Short task. Extract every line in the records below that contains the word "roof", and copy each one in full.
** begin Raw data **
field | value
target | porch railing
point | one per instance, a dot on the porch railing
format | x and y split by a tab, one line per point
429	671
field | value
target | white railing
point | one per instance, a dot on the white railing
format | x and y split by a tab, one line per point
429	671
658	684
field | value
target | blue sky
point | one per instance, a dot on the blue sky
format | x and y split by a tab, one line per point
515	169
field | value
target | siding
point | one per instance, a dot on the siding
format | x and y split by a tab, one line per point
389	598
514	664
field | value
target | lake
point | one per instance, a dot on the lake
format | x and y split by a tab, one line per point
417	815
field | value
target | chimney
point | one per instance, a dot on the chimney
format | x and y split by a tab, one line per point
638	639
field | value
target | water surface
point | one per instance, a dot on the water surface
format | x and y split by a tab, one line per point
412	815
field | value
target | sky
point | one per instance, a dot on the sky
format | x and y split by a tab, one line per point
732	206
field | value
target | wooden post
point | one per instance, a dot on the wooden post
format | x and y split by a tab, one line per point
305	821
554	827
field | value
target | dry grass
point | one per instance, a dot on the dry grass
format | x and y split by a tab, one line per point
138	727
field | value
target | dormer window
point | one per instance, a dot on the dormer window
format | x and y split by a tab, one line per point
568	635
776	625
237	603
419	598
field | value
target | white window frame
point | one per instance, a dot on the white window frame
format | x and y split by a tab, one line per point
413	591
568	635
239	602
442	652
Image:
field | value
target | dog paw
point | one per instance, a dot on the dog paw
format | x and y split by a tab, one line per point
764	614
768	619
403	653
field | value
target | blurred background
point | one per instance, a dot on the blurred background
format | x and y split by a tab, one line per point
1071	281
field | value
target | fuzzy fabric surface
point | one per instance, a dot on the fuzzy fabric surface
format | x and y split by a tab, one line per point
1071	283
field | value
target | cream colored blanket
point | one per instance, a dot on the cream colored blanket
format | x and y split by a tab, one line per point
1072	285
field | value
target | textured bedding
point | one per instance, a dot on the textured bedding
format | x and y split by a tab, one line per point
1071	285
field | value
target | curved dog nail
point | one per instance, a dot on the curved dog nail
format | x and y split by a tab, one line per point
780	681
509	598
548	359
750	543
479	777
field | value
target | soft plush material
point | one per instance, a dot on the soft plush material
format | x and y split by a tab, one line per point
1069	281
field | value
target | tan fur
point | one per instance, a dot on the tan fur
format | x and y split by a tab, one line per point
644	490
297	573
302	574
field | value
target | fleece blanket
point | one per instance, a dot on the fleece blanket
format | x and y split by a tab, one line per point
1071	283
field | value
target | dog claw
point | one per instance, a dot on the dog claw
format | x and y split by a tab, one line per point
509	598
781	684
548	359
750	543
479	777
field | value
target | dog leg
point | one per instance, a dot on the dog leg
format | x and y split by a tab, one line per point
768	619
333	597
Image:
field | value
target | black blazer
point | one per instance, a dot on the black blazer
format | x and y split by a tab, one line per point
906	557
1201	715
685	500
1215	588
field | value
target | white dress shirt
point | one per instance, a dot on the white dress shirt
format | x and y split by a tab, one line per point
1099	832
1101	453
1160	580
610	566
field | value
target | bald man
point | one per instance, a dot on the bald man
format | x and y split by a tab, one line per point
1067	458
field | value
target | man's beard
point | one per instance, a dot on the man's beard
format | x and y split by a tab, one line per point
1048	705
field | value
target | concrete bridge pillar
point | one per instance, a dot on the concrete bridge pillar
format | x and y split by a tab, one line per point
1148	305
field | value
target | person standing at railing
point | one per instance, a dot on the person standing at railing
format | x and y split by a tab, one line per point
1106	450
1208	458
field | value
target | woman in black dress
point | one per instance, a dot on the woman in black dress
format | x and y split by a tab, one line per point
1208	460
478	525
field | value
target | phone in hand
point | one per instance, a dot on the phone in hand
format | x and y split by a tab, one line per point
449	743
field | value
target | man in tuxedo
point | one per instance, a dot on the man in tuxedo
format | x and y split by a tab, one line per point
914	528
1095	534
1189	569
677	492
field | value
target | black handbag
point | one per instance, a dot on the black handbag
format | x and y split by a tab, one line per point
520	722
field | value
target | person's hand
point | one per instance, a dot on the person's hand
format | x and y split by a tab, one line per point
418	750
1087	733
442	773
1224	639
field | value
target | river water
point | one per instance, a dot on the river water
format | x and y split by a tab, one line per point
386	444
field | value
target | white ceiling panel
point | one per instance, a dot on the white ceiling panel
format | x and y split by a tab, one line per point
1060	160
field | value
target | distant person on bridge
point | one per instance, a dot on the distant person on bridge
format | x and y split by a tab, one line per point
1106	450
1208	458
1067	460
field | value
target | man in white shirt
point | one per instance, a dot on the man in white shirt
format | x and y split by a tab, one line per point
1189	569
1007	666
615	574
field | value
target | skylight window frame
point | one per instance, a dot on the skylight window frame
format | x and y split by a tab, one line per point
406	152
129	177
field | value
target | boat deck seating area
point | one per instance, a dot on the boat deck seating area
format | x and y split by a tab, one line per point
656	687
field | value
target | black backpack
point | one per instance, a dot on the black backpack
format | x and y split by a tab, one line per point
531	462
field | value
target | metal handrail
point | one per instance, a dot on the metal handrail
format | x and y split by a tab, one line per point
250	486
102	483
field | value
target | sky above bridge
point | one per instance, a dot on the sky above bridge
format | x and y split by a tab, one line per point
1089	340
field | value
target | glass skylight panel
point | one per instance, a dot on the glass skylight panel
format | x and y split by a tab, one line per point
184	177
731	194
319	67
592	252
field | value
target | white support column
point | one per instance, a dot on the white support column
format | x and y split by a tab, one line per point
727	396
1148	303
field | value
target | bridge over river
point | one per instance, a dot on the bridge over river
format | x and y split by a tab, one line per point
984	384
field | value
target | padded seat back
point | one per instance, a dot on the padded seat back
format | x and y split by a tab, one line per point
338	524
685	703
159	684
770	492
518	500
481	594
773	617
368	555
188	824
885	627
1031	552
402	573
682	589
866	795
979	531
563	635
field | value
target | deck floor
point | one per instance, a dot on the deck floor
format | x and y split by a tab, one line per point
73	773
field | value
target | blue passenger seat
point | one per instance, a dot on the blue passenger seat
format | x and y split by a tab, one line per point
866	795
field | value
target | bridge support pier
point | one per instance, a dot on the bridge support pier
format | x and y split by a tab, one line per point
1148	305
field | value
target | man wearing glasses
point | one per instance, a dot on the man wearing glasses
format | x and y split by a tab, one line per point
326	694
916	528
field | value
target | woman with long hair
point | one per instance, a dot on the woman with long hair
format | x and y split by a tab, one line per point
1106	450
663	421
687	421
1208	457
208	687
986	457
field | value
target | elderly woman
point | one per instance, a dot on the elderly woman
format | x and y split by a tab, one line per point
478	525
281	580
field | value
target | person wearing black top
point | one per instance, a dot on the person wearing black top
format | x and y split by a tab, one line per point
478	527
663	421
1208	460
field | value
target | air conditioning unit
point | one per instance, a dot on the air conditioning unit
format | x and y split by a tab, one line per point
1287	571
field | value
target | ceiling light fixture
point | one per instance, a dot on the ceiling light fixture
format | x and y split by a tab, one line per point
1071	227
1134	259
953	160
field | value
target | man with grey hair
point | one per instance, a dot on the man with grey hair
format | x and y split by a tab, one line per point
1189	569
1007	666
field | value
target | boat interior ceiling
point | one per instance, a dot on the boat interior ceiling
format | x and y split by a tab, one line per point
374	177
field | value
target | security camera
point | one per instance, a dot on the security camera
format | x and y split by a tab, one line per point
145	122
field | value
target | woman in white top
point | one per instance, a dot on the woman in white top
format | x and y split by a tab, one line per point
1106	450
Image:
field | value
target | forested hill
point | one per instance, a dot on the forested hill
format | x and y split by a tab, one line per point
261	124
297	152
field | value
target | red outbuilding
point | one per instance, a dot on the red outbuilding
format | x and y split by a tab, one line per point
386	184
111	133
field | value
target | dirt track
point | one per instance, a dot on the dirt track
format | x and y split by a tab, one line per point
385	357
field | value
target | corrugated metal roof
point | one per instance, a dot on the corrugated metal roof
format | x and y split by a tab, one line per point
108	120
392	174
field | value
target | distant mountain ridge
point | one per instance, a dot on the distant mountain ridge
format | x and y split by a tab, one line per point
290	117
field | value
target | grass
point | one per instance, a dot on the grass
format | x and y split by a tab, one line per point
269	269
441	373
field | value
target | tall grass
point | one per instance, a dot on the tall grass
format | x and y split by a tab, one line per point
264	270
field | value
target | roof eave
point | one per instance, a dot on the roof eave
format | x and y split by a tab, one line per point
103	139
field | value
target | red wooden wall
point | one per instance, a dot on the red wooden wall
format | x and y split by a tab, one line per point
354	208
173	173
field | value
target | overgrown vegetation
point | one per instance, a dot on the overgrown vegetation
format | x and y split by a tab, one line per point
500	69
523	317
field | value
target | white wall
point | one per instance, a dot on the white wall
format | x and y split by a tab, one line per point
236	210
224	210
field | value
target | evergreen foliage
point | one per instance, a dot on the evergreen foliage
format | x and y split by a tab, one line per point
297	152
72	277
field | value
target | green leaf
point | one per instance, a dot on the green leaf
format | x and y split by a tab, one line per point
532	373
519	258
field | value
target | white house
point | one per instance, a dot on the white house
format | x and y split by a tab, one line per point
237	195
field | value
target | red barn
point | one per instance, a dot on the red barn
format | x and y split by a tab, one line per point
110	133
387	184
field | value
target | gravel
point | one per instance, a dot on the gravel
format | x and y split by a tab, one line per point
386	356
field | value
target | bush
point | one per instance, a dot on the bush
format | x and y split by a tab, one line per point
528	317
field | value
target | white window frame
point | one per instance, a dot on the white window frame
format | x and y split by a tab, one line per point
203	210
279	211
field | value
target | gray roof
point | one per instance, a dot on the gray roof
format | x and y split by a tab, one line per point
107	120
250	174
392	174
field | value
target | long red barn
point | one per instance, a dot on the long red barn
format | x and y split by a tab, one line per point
** end Raw data **
Finished answer.
target | corrugated metal roof
point | one per instance, a dot on the corrugated metal roof
target | roof eave
point | one per instance, a dot on the roof eave
target | gray roof
point | one per instance, a dot on the gray roof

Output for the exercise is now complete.